Quoted passage
"""
The volatility associated with the equity markets provides an opportunity for investors to buy quality stocks at a lower multiple and enjoy robust returns on the rebound. Here are two top TSX stocks that are fundamentally strong while trading at a discount to consensus price target estimates.
Cameco Corp stock
Valued at US$20.6 billion by market cap, Cameco (TSX:CCO) has two primary business segments that include:
- Uranium: It is involved in the exploration for mining, milling, purchase, and sale of uranium concentrate.
- Fuel Services: It deals with the refining, conversion and fabrication of uranium concentrate.
Similar to other commodity stocks, Cameco is quite volatile and has more than tripled investor returns in the last decade. However, it also trades 14% below all-time highs as uranium prices have cooled off in recent months.
"""
Data for analysis
"""
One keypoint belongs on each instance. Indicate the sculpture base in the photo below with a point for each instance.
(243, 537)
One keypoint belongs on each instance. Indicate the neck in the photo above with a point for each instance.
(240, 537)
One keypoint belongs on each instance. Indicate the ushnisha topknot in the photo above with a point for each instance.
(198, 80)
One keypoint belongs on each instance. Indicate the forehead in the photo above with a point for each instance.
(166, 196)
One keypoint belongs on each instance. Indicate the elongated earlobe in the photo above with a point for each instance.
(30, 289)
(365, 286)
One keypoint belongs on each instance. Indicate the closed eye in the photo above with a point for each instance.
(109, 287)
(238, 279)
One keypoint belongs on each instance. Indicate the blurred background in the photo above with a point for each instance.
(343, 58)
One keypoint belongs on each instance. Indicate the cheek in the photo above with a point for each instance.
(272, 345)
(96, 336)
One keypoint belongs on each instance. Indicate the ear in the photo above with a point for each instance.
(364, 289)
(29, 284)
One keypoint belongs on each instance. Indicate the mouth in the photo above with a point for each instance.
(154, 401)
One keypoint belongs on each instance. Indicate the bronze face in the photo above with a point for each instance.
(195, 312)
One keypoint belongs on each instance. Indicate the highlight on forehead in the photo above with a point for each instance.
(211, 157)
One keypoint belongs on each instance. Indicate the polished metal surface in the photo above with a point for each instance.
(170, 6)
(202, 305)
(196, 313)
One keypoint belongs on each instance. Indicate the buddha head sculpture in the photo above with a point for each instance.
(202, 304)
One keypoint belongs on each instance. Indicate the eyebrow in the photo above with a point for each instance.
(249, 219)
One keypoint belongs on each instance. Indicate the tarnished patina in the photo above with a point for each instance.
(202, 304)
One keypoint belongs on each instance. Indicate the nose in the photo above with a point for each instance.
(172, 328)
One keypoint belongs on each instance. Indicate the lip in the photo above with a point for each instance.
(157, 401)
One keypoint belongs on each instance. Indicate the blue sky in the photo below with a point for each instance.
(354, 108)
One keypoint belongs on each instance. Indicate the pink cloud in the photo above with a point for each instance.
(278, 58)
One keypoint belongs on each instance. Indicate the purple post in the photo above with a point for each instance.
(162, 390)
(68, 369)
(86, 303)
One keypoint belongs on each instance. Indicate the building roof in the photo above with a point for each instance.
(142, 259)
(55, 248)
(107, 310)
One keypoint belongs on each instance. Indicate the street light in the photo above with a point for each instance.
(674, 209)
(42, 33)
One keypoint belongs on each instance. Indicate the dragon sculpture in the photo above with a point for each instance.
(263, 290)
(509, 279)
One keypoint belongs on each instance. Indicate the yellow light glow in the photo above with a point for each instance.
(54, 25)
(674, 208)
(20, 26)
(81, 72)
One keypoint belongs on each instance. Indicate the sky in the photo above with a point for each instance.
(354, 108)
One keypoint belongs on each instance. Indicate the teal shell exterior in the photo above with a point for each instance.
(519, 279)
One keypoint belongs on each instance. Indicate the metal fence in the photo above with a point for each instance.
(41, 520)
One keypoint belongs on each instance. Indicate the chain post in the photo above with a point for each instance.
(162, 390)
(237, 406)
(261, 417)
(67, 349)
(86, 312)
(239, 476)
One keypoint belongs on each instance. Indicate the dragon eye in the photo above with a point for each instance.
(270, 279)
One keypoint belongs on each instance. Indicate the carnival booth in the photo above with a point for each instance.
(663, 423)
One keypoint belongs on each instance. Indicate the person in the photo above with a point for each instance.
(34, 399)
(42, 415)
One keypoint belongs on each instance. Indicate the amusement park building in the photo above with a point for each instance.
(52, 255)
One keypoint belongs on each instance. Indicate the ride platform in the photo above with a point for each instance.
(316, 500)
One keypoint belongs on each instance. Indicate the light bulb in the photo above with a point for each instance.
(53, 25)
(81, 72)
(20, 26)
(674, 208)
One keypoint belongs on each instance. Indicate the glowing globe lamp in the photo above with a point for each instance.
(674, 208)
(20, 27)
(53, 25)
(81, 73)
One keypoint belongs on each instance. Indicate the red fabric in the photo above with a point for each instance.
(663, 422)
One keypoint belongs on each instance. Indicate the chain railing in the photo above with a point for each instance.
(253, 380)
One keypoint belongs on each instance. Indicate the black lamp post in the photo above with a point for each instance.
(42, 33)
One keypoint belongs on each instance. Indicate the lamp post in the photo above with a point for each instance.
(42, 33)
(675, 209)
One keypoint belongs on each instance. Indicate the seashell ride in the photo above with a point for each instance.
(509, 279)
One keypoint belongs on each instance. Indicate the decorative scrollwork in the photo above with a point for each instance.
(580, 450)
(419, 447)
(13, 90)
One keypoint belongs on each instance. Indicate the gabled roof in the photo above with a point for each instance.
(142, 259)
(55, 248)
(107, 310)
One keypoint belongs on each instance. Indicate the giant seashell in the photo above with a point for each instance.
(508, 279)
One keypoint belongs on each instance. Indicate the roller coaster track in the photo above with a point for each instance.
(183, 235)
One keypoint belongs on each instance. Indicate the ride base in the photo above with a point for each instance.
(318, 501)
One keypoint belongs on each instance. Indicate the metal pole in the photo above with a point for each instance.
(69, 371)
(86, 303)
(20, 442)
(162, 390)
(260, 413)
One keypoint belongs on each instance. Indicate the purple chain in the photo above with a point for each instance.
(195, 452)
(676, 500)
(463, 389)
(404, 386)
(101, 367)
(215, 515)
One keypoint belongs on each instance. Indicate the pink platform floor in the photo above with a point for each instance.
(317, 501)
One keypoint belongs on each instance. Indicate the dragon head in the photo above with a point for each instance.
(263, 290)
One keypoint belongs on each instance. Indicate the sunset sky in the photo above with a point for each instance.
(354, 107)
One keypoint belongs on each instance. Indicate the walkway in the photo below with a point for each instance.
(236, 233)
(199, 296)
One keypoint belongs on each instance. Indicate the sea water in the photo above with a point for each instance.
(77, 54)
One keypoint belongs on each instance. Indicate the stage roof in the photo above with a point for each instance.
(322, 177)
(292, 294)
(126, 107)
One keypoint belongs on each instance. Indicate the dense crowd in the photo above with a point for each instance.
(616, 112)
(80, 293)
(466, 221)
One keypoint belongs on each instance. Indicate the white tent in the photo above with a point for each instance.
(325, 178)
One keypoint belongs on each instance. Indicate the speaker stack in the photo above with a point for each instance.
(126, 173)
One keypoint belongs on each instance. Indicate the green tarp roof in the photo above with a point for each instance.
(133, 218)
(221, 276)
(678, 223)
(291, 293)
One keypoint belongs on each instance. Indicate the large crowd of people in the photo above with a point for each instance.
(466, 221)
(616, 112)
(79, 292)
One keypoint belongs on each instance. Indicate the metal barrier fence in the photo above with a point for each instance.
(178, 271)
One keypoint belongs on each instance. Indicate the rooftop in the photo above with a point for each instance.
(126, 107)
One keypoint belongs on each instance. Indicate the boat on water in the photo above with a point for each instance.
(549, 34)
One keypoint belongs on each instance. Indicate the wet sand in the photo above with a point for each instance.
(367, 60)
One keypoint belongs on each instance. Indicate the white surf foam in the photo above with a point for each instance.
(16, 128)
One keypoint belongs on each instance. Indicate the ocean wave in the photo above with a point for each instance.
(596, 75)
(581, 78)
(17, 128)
"""
Resume the article on two discounted TSX stocks, picking up after its final sentence about Cameco trading below all-time highs.

Cameco reported an 8% decline in sales in the first quarter (Q1) of 2024 while reporting a net loss of US$7 million, compared to a net income of US$119 million in the year-ago period. Its losses were attributed to Cameco’s investment in Westinghouse Electric, where it owns a 49% stake. Westinghouse is a nuclear services company and reported a net loss in Q1, which offset a 34% earnings growth in Cameco’s core uranium segment.
Cameco emphasized its 2204 production plan is on track as it expects to end the year with sales between US$2.8 billion and US$3 billion, higher than US$2.6 billion last year. Wall Street expects adjusted earnings for the uranium giant to expand from US$0.57 per share in 2023 to US$0.79 per share in 2024 and US$1.33 per share in 2025.
In fact, the Canadian company is forecast to end 2028 with earnings per share of US$6. If the stock is priced at 25 times forward earnings, it should trade around US$150, higher than the current price of US$45.
Another key driver for Cameco is the upcoming ban on uranium imports from Russia, which will begin next month. Russia currently supplies 24% of the uranium required by the U.S. as the world’s largest economy imports a bulk of the uranium fuel to power nuclear reactors.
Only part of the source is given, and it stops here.